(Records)
* START *

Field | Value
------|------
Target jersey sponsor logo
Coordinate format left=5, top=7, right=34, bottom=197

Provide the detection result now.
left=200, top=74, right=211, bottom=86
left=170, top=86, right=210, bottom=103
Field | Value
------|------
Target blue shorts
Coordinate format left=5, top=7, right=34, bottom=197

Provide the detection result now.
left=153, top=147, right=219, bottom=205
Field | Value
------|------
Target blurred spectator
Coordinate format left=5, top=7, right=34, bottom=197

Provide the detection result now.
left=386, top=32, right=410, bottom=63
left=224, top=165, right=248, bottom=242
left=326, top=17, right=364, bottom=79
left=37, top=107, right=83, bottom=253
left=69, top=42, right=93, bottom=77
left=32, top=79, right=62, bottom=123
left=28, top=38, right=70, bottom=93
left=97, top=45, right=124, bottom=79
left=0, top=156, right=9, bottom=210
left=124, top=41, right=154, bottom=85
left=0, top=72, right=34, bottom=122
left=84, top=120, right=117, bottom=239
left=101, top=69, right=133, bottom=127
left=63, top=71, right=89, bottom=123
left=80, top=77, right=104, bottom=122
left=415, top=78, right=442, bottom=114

* END *

Required work:
Copy the records word for word, from the first line down to and including the line containing "left=170, top=86, right=210, bottom=103".

The response:
Field | Value
------|------
Target jersey sponsor logo
Coordinate format left=5, top=7, right=34, bottom=197

Provide the detection result now.
left=200, top=74, right=211, bottom=86
left=170, top=86, right=210, bottom=103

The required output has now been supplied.